(Extracted data entries)

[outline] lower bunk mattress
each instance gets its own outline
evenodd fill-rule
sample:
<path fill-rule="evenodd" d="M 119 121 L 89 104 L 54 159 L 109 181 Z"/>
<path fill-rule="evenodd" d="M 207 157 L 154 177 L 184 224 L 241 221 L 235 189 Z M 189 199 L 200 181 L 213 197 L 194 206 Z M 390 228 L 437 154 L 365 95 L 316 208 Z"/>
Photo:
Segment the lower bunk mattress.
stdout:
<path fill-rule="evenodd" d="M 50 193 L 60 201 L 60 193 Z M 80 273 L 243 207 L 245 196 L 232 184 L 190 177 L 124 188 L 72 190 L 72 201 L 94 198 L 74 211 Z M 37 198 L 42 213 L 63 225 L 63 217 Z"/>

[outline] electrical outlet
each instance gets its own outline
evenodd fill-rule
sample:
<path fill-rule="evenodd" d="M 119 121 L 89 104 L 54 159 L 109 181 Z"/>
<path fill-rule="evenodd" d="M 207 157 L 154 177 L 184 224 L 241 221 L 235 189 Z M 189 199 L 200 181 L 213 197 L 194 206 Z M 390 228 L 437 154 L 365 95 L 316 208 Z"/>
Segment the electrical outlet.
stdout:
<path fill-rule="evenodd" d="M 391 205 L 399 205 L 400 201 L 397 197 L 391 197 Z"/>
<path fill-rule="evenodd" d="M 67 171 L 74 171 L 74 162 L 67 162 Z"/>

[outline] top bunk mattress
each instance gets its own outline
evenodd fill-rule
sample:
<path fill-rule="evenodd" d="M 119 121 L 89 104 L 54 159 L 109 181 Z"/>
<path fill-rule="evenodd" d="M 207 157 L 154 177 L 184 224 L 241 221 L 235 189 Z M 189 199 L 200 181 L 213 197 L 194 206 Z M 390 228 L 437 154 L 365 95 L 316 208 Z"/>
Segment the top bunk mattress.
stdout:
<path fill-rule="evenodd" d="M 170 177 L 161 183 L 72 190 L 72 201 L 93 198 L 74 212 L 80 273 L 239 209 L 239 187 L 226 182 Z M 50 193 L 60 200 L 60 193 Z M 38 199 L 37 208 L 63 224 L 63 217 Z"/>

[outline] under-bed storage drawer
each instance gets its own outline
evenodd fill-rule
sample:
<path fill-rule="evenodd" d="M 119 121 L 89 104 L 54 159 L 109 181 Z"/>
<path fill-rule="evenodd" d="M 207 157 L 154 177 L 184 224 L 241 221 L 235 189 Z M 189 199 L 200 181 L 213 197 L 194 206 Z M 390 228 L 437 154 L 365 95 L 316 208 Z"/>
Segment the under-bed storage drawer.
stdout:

== Problem ==
Copy out the lines above word for word, starting at the line containing "[outline] top bunk mattress" and ending at the line containing "170 177 L 161", with both of those lines included.

== The solution ==
[outline] top bunk mattress
each instance gets its own outline
evenodd fill-rule
sample:
<path fill-rule="evenodd" d="M 119 121 L 89 104 L 54 159 L 109 181 Z"/>
<path fill-rule="evenodd" d="M 207 157 L 154 177 L 184 224 L 241 221 L 235 189 Z M 189 199 L 200 181 L 213 197 L 194 206 Z M 390 228 L 437 154 L 365 95 L 316 208 Z"/>
Segment the top bunk mattress.
stdout:
<path fill-rule="evenodd" d="M 170 177 L 161 183 L 72 190 L 72 201 L 93 198 L 74 212 L 80 273 L 239 209 L 239 187 L 226 182 Z M 50 193 L 60 200 L 60 193 Z M 38 199 L 37 208 L 63 224 L 63 217 Z"/>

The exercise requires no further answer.